Information shown ::
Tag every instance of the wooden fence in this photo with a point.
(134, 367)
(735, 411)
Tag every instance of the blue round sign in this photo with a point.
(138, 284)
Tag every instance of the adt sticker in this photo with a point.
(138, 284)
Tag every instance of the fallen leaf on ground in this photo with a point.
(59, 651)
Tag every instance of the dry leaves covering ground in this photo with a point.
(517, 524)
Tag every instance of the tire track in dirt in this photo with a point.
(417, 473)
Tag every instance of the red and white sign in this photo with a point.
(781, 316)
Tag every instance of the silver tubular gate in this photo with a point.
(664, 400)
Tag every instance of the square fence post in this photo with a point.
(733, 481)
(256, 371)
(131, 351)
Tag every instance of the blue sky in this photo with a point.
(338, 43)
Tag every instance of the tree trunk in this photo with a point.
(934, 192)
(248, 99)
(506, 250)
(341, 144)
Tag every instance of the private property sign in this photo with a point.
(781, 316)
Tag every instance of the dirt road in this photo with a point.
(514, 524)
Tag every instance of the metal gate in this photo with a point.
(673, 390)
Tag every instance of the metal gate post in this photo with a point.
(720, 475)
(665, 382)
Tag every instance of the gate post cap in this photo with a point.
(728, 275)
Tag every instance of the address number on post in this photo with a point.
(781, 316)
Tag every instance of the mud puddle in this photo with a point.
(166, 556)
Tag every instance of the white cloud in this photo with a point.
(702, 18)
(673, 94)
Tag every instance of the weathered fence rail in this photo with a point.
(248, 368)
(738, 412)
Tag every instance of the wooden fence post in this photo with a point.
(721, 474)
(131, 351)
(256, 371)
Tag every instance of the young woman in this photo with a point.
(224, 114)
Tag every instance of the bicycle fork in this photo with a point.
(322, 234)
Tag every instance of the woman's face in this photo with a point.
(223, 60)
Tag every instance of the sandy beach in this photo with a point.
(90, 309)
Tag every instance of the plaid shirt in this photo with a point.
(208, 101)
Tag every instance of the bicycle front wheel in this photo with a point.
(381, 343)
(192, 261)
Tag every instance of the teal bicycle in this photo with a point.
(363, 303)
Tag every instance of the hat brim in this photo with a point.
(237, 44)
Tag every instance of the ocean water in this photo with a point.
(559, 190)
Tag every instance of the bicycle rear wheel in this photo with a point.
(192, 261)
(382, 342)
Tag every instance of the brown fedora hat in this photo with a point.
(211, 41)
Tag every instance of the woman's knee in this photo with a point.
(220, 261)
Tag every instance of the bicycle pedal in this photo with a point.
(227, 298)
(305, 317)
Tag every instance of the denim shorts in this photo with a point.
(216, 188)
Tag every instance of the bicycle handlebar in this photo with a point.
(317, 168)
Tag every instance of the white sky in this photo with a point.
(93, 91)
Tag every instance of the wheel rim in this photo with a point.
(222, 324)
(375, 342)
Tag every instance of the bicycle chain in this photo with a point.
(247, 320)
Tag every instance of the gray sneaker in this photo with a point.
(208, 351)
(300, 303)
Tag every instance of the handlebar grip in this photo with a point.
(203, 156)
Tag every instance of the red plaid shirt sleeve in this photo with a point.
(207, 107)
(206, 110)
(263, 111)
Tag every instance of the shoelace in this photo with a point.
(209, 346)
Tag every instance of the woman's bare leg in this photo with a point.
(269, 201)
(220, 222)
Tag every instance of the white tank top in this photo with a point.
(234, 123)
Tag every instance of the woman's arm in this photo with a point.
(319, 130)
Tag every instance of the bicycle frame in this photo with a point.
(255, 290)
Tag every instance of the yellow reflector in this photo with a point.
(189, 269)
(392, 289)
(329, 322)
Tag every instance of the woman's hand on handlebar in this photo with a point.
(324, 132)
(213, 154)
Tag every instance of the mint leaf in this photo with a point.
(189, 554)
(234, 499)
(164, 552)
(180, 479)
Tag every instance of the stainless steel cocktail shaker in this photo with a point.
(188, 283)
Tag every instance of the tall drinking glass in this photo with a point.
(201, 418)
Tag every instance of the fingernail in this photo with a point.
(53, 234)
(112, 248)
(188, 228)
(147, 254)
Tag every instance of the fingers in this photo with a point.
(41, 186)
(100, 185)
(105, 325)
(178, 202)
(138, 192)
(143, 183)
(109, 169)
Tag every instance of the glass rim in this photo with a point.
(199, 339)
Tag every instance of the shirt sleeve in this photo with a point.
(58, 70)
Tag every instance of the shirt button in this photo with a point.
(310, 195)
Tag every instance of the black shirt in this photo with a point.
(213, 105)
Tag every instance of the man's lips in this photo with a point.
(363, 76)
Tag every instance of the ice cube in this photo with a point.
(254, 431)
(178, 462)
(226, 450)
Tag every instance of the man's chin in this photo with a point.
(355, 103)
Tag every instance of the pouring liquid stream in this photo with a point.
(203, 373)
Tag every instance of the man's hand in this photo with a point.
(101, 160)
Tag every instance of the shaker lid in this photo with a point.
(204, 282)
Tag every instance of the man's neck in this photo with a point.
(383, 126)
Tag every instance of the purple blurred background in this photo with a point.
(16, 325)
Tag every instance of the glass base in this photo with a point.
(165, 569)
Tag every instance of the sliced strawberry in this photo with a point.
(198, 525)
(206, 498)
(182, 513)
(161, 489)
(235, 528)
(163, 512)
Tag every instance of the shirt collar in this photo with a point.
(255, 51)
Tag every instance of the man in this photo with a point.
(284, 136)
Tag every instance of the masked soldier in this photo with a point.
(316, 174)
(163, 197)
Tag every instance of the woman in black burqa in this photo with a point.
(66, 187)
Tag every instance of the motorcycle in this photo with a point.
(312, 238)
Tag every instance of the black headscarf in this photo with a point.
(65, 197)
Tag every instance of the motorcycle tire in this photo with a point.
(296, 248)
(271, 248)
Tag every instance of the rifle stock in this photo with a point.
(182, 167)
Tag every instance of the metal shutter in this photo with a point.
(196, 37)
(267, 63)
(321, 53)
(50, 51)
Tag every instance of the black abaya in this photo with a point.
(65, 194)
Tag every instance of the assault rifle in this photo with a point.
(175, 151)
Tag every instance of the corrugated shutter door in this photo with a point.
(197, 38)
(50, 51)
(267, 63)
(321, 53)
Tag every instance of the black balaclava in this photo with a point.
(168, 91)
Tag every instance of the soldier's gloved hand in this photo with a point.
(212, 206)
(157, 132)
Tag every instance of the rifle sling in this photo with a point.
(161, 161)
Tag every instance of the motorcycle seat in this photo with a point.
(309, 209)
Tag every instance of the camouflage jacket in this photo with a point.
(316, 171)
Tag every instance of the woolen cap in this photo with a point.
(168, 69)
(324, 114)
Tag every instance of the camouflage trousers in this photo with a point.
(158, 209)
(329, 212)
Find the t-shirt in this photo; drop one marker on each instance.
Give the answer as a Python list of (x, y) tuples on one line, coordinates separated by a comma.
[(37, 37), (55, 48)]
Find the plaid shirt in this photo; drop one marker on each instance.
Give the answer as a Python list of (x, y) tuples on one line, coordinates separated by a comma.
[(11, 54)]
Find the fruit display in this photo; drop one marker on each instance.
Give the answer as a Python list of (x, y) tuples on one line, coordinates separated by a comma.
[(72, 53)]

Task to carry out :: Please format all of the records above as a two-column CSV with the header input,output, one row per record: its text in input and its answer in output, each in a single quoted field with every line break replaced by a space.

Response below ::
input,output
"Tag every instance of the wooden fence in this photo with a point.","(134, 367) (735, 411)"
"Tag every instance of the blue round sign in this photo with a point.","(138, 284)"
"Tag every instance of the adt sticker in this photo with a point.","(138, 284)"
"Tag every instance of the fallen leaf on ground in this photo with a point.","(59, 651)"
"Tag every instance of the dry leaves covering ground in this photo with a point.","(517, 524)"
"Tag every instance of the tire track in dirt in this photo with a point.","(417, 473)"
"Tag every instance of the red and white sign in this photo with a point.","(781, 316)"
"Tag every instance of the silver tubular gate in this photo with a point.","(664, 400)"
"Tag every instance of the square fence post in this photo with a point.","(733, 481) (256, 371) (131, 351)"
"Tag every instance of the blue sky in this photo with a point.","(338, 43)"
"Tag every instance of the tree trunk in this photo with a point.","(934, 192) (248, 99) (506, 250) (341, 144)"
"Tag every instance of the private property sign in this photo with a point.","(781, 316)"
"Tag every instance of the dirt road in this photo with a point.","(514, 524)"
"Tag every instance of the metal gate in this photo with a point.","(673, 390)"
"Tag every instance of the metal gate post in this photo with a point.","(720, 475) (665, 382)"
"Tag every instance of the gate post cap in this photo with a point.","(728, 275)"
"Tag every instance of the address number on post in this photo with a point.","(781, 316)"
"Tag every instance of the mud puddle in this photo with a point.","(166, 556)"
"Tag every instance of the white cloud in this photo with a point.","(702, 18) (673, 94)"
"Tag every instance of the weathered fence rail in this photo with a point.","(248, 368) (738, 412)"
"Tag every instance of the wooden fence post in this photo with a point.","(721, 474) (131, 351) (256, 371)"
"Tag every instance of the young woman in this photo with a point.","(224, 114)"
"Tag every instance of the bicycle fork in this photo with a point.","(322, 234)"
"Tag every instance of the woman's face in this photo with a point.","(223, 60)"
"Tag every instance of the sandy beach in this photo with a point.","(90, 309)"
"Tag every instance of the plaid shirt in this photo with a point.","(208, 101)"
"Tag every instance of the bicycle front wheel in this photo with a point.","(381, 343) (192, 261)"
"Tag every instance of the teal bicycle in this photo with a point.","(363, 303)"
"Tag every instance of the hat brim in this photo with a point.","(237, 44)"
"Tag every instance of the ocean water in this photo with a point.","(559, 190)"
"Tag every instance of the bicycle rear wheel in this photo with a point.","(192, 261) (382, 342)"
"Tag every instance of the brown fedora hat in this photo with a point.","(211, 41)"
"Tag every instance of the woman's knee in this photo with a point.","(220, 261)"
"Tag every instance of the bicycle pedal in this photo with a point.","(227, 298) (305, 317)"
"Tag every instance of the denim shorts in this photo with a point.","(216, 188)"
"Tag every instance of the bicycle handlebar in this photo with a point.","(317, 168)"
"Tag every instance of the white sky in this photo with a point.","(93, 91)"
"Tag every instance of the wheel rim in this photo with a point.","(222, 324) (375, 342)"
"Tag every instance of the bicycle chain in this photo with a point.","(247, 320)"
"Tag every instance of the gray sneaker in this photo with a point.","(208, 351) (300, 303)"
"Tag every instance of the handlebar grip in this photo with a point.","(203, 156)"
"Tag every instance of the red plaid shirt sleeve in this photo with a point.","(207, 107) (206, 110) (263, 111)"
"Tag every instance of the shoelace in this photo with a point.","(209, 346)"
"Tag every instance of the woman's bare leg in this photo with a point.","(269, 201) (220, 222)"
"Tag every instance of the white tank top in this photo with a point.","(234, 123)"
"Tag every instance of the woman's arm in this photo with a point.","(319, 130)"
"Tag every instance of the bicycle frame in this photo with a point.","(255, 290)"
"Tag every instance of the yellow reflector in this photo with a point.","(189, 269) (392, 289) (329, 322)"
"Tag every instance of the woman's hand on handlebar in this photo with a point.","(324, 132) (213, 154)"
"Tag every instance of the mint leaf in this photo with a point.","(189, 554) (234, 499) (164, 552) (180, 479)"
"Tag every instance of the stainless steel cocktail shaker in this photo with a point.","(188, 283)"
"Tag every instance of the tall drinking glass in this photo with a point.","(201, 418)"
"Tag every instance of the fingernail in this photo with a point.","(53, 234) (112, 248) (188, 228) (147, 254)"
"Tag every instance of the fingers in this photo with a point.","(41, 186) (100, 185) (105, 325) (178, 202) (138, 192) (143, 183) (109, 169)"
"Tag every instance of the glass rim in this photo with a point.","(199, 339)"
"Tag every instance of the shirt sleeve in this photo with a point.","(58, 70)"
"Tag every instance of the shirt button in this photo with a point.","(310, 195)"
"Tag every instance of the black shirt in this photo with a point.","(213, 105)"
"Tag every instance of the man's lips in this photo with a point.","(363, 76)"
"Tag every instance of the ice cube in this photo with a point.","(254, 431) (178, 462) (226, 450)"
"Tag every instance of the man's chin in this photo with a point.","(355, 103)"
"Tag every instance of the pouring liquid stream in this photo with a point.","(203, 373)"
"Tag every instance of the man's hand in this photo with a point.","(101, 160)"
"Tag every instance of the shaker lid in this photo with a point.","(204, 282)"
"Tag every instance of the man's neck in this photo with a point.","(383, 126)"
"Tag every instance of the purple blurred background in this photo with a point.","(16, 325)"
"Tag every instance of the glass base in this photo with a point.","(165, 569)"
"Tag every instance of the sliced strawberry in this photo with a point.","(198, 525) (206, 498) (182, 513) (161, 489) (235, 528) (163, 512)"
"Tag every instance of the shirt collar in this photo with a point.","(255, 51)"
"Tag every instance of the man in this photo with a point.","(284, 136)"
"Tag every instance of the masked soldier in this photo with a point.","(316, 174) (163, 197)"
"Tag every instance of the woman in black burqa in this photo with a point.","(66, 187)"
"Tag every instance of the motorcycle in this photo with a point.","(312, 238)"
"Tag every instance of the black headscarf in this photo with a point.","(65, 197)"
"Tag every instance of the motorcycle tire in this photo with a point.","(296, 248) (271, 248)"
"Tag every instance of the rifle stock in this photo with a point.","(182, 167)"
"Tag every instance of the metal shutter in this photo with a point.","(196, 37) (267, 63) (321, 53) (50, 51)"
"Tag every instance of the black abaya in this photo with a point.","(65, 194)"
"Tag every instance of the assault rifle in this photo with a point.","(175, 151)"
"Tag every instance of the corrugated shutter door in this photo with a point.","(197, 38) (50, 51) (267, 63) (321, 53)"
"Tag every instance of the black balaclava in this photo with a point.","(168, 91)"
"Tag every instance of the soldier's gloved hand in this photo with a point.","(212, 206) (157, 132)"
"Tag every instance of the rifle sling in this photo with a point.","(161, 161)"
"Tag every instance of the motorcycle seat in this photo with a point.","(309, 209)"
"Tag every instance of the camouflage jacket in this photo with a point.","(316, 171)"
"Tag every instance of the woolen cap in this photo with a point.","(168, 69) (324, 114)"
"Tag every instance of the camouflage trousers in this photo with a point.","(158, 209) (329, 212)"
"Find the t-shirt in this photo; drop one marker on each instance. Give the answer as a Python list of (x, y) tuples on one line, coordinates separated by a comma.","[(37, 37), (55, 48)]"
"Find the plaid shirt in this photo; drop one marker on each instance. Give the answer as a Python list of (x, y) tuples on one line, coordinates separated by a comma.","[(11, 54)]"
"Find the fruit display in this photo; drop one marker on each instance. Give the answer as a Python list of (x, y) tuples on one line, coordinates separated by a comma.","[(72, 53)]"